***** Record set
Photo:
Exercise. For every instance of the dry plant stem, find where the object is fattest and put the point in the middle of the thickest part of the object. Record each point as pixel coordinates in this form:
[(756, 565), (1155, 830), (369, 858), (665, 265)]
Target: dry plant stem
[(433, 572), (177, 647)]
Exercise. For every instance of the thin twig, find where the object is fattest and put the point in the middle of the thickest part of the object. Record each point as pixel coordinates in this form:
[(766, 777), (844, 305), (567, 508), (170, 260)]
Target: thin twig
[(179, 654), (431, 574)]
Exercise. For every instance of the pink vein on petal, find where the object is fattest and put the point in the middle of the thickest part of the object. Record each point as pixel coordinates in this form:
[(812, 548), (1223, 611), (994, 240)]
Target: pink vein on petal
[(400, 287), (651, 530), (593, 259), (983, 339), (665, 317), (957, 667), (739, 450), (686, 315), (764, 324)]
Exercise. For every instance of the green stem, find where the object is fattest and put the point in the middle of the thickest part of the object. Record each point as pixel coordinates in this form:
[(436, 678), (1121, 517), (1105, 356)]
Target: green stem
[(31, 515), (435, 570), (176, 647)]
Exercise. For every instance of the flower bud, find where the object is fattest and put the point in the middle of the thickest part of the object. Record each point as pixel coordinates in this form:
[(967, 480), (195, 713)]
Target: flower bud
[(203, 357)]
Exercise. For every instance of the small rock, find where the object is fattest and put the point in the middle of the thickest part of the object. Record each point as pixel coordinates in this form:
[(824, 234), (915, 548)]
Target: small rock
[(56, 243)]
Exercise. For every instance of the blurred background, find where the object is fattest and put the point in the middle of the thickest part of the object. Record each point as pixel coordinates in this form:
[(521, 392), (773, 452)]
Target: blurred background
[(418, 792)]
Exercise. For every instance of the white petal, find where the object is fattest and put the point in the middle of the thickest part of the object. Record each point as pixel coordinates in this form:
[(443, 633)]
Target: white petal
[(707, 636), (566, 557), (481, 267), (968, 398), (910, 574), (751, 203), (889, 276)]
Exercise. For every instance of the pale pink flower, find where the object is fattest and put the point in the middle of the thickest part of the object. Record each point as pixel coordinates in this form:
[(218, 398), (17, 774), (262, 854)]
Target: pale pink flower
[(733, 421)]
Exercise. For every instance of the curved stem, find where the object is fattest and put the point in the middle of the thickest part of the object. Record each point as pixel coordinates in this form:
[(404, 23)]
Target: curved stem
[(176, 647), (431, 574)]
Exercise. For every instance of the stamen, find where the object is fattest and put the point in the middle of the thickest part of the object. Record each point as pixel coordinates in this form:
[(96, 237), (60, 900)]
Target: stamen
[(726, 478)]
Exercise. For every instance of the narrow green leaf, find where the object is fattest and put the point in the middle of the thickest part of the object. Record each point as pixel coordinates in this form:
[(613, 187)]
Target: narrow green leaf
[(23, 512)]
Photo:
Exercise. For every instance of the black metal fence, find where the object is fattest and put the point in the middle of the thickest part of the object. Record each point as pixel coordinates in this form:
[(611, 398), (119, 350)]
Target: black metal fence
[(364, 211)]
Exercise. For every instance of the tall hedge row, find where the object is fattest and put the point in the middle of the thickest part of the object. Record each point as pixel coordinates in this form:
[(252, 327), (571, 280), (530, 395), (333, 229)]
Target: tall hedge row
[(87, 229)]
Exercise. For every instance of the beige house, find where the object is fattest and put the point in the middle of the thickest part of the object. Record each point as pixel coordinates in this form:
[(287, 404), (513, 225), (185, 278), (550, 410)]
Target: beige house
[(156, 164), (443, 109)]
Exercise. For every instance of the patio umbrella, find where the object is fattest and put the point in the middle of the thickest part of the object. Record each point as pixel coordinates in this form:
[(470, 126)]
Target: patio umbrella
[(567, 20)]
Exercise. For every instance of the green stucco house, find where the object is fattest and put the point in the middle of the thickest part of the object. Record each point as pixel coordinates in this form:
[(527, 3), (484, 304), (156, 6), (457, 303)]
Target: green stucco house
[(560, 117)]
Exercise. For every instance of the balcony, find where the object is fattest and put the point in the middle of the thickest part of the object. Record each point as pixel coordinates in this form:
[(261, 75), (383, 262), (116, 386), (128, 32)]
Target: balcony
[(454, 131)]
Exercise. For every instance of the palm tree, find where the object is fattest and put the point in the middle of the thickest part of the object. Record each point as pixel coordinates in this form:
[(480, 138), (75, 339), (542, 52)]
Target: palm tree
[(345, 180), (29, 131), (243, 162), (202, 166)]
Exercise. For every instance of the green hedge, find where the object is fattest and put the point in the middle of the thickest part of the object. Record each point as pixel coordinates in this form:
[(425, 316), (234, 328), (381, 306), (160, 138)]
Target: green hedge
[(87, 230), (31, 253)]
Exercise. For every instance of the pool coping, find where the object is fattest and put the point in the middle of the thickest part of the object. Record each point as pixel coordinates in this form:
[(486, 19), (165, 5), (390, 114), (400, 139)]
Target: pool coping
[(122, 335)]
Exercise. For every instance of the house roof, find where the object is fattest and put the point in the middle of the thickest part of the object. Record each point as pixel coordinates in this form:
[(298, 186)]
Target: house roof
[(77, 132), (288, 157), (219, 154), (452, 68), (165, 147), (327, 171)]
**********
▶ [Set task]:
Output every line of the material above as a JSON list of strings, one string per line, with blank lines left out.

▶ [Final result]:
[
  "Photo:",
  "Exercise. For every instance of the dry plant stem, find where the object is fattest and put the point in the middle of the thickest part of the object. Record each point as pixel coordinates in this form:",
  "[(756, 565), (1155, 830), (369, 858), (665, 265)]",
  "Target: dry plant stem",
  "[(433, 572), (177, 647)]",
  "Exercise. For every instance of the thin twig, find where the object is fattest and put the point in the middle of the thickest part of the object. Record each point as pixel coordinates in this form:",
  "[(766, 777), (844, 305), (567, 508), (170, 260)]",
  "Target: thin twig",
  "[(179, 654), (431, 574)]",
  "Exercise. For every instance of the pink vein on petal, find where the object is fattest and put the point in the middle of the thickest part of the object. Record each point as pixel coordinates in this form:",
  "[(812, 548), (1223, 611), (994, 240)]",
  "Target: pink vein on petal",
  "[(400, 287), (651, 530), (593, 259), (983, 339), (665, 317), (957, 667), (739, 450), (686, 315), (764, 324)]",
  "Exercise. For every instance of the green stem, find where the object is fattest and put the point in the middle of the thickest part of the object. Record each point as pixel coordinates in this form:",
  "[(436, 678), (1121, 517), (1105, 356)]",
  "Target: green stem",
  "[(31, 515), (435, 570), (176, 647)]",
  "Exercise. For every instance of the flower bud, find where the object is fattest and put the point in the middle of the thickest part of the object. Record each point as pixel coordinates in this form:",
  "[(967, 480), (195, 713)]",
  "Target: flower bud",
  "[(203, 357)]",
  "Exercise. For every instance of the small rock, find where the object is fattest and put the point in the middle of the thickest part of the object. Record each point as pixel coordinates in this form:",
  "[(824, 234), (915, 548)]",
  "Target: small rock",
  "[(56, 243)]",
  "Exercise. For every instance of the blurred background, find where the object is fattest and put the point in the middle of the thickest part of the object. Record each point as pixel coordinates in this form:",
  "[(521, 392), (773, 452)]",
  "Target: blurred background",
  "[(418, 792)]",
  "Exercise. For every instance of the white petal, find where the object is fattest and put the point in the middle of the thickest part of the object. Record each point as pixel coordinates in this form:",
  "[(443, 633)]",
  "Target: white petal",
  "[(707, 636), (566, 557), (481, 267), (968, 398), (910, 574), (751, 203), (889, 276)]",
  "Exercise. For every instance of the pale pink flower, find where the object is fattest and put the point in the middle of the thickest part of the object. Record each point as pixel coordinates in this form:",
  "[(218, 398), (17, 774), (262, 854)]",
  "Target: pale pink flower",
  "[(733, 421)]",
  "Exercise. For every instance of the curved stem, find where the object is fattest and put the point in the middle of the thickest part of the object. Record each point as pixel coordinates in this form:",
  "[(404, 23)]",
  "Target: curved stem",
  "[(176, 647), (431, 574)]",
  "Exercise. For every instance of the stamen, find where the object is fattest and put the point in the middle of the thickest part of the object. Record each point as pixel coordinates in this form:",
  "[(96, 237), (60, 900)]",
  "Target: stamen",
  "[(726, 478)]",
  "Exercise. For every instance of the narrow green leaf, find where the object is fattest and put the point in the middle of the thickest part of the object. Record each point as pixel coordinates in this form:",
  "[(613, 187)]",
  "Target: narrow green leaf",
  "[(23, 512)]",
  "Photo:",
  "Exercise. For every instance of the black metal fence, find where the object is fattest and put the point in the middle of the thickest part of the object. Record each point as pixel coordinates in this form:",
  "[(611, 398), (119, 350)]",
  "Target: black metal fence",
  "[(364, 211)]",
  "Exercise. For every instance of the tall hedge row, find where the object is fattest and put the point in the middle of the thickest part of the object. Record each point as pixel coordinates in this form:",
  "[(252, 327), (571, 280), (530, 395), (333, 229)]",
  "Target: tall hedge row",
  "[(87, 229)]",
  "Exercise. For every instance of the beige house, find where the object is fattest and put the point in the middle of the thickest part of the object. Record each point as pixel coordinates in this form:",
  "[(287, 404), (513, 225), (185, 278), (550, 410)]",
  "Target: beige house",
  "[(156, 164), (443, 109)]",
  "Exercise. For every instance of the patio umbrella, find where the object is fattest and put the point in the middle of the thickest part of the object. Record each point as pixel coordinates in this form:",
  "[(470, 126)]",
  "Target: patio umbrella",
  "[(567, 20)]",
  "Exercise. For every instance of the green stucco house, find where the object is fattest and put the point in the middle of the thickest part of the object. Record each point as pixel coordinates in this form:",
  "[(527, 3), (484, 304), (156, 6), (457, 303)]",
  "Target: green stucco house",
  "[(560, 117)]",
  "Exercise. For every instance of the balcony, find where the object is fattest and put the point in the middle of the thickest part of the object. Record each point as pixel coordinates in this form:",
  "[(261, 75), (383, 262), (116, 386), (128, 32)]",
  "Target: balcony",
  "[(454, 131)]",
  "Exercise. For every instance of the palm tree, find where the object is fattest and put the point in the middle of the thickest part of the object. Record each point as pixel coordinates in this form:",
  "[(480, 138), (75, 339), (542, 52)]",
  "Target: palm tree",
  "[(345, 180), (29, 131), (243, 162), (202, 166)]",
  "Exercise. For every instance of the green hedge, find where the object is fattest and put the point in the middle of the thickest part of the object. Record each point as pixel coordinates in this form:",
  "[(425, 316), (234, 328), (381, 306), (160, 138)]",
  "Target: green hedge",
  "[(87, 230), (31, 253)]",
  "Exercise. For every instance of the pool coping, find where the object is fattest and put the point in the middle of the thickest part of the object. Record each point as pixel coordinates in this form:",
  "[(486, 19), (165, 5), (390, 114), (400, 139)]",
  "Target: pool coping",
  "[(122, 335)]",
  "Exercise. For every instance of the house roof, find where the object is fattest and put the point in the middle of the thickest part of the object. Record each point as pixel coordinates in this form:",
  "[(298, 186)]",
  "Target: house roof",
  "[(77, 132), (288, 157), (219, 154), (452, 68), (165, 147), (327, 171)]"
]